**Given exercise**
Change every "objective" to "goal" in the entries below, and write the lines out again with nothing else altered.

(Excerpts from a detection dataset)
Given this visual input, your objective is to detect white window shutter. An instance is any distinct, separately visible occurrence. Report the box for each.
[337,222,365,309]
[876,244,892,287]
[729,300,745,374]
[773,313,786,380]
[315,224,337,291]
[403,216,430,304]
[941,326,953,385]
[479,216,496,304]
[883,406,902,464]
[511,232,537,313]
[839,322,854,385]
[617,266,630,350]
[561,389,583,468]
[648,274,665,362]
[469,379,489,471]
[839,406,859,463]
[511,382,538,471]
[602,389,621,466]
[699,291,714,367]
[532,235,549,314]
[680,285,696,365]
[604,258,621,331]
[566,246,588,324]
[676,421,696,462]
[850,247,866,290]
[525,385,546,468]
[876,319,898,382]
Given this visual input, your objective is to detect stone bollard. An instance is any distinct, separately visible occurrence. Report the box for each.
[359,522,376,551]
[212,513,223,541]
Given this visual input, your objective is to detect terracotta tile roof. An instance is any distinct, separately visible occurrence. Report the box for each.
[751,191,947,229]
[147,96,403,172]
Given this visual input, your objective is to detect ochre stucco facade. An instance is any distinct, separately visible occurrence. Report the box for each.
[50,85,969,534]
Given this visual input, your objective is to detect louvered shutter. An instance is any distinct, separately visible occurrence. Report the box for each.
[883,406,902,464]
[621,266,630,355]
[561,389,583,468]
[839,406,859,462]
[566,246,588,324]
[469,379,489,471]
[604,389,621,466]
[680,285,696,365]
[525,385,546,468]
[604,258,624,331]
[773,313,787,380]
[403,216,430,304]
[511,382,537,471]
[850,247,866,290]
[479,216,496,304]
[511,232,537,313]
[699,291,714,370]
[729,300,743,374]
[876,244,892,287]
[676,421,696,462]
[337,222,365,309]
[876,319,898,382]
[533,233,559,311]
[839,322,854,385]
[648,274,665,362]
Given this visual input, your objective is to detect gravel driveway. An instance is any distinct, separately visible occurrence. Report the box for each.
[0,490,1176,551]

**Solution to the problem**
Given this visual input, your goal is to detect white window shutter. An instance is any distinct, separately visible occurrence. Report the box for each.
[337,222,365,309]
[876,244,892,287]
[729,300,745,374]
[773,313,786,380]
[315,224,337,291]
[403,216,430,304]
[941,326,953,385]
[479,216,496,304]
[883,406,902,464]
[511,232,537,313]
[839,322,854,385]
[617,266,630,350]
[561,389,583,468]
[648,274,665,362]
[469,379,489,471]
[839,406,859,463]
[511,382,538,471]
[602,389,621,466]
[699,291,714,367]
[532,235,549,314]
[680,285,696,365]
[604,258,621,331]
[566,246,588,324]
[676,421,696,462]
[850,247,866,290]
[525,385,546,468]
[876,319,898,382]
Given this visual input, your goal is to detect stone bollard. An instance is any distinct, separately visible occurrence. Report the box for each.
[359,522,376,551]
[212,513,223,541]
Given this visual input, your goal is to detect terracotta tile roof. An instance is any distinct, separately visible occurrence. Report the box for each.
[751,191,947,229]
[147,96,403,172]
Given this visual input, your goal is to detect ochre stucco facade. An instance is any distinct, separately visible occurrence. Report the box for each.
[50,85,969,534]
Given this visual input, your goal is to detect louvered shutter. An instance is any distinct, separately visible occurrence. Report the box for each.
[883,406,902,464]
[621,266,630,355]
[561,389,583,468]
[839,406,859,462]
[566,246,588,324]
[469,379,489,471]
[604,389,621,466]
[680,285,696,365]
[525,385,546,468]
[604,258,624,331]
[773,313,787,380]
[403,216,430,304]
[511,382,537,471]
[850,247,866,290]
[479,216,496,304]
[511,232,537,313]
[699,291,714,370]
[729,300,743,374]
[876,244,892,287]
[676,421,696,462]
[337,222,365,309]
[876,319,898,382]
[533,233,559,311]
[839,322,854,385]
[648,274,665,362]
Given this visual input, your goal is to detect gravel driveway. An instance is any distinct, separately visible occurrence. Report the box for each.
[0,490,1176,551]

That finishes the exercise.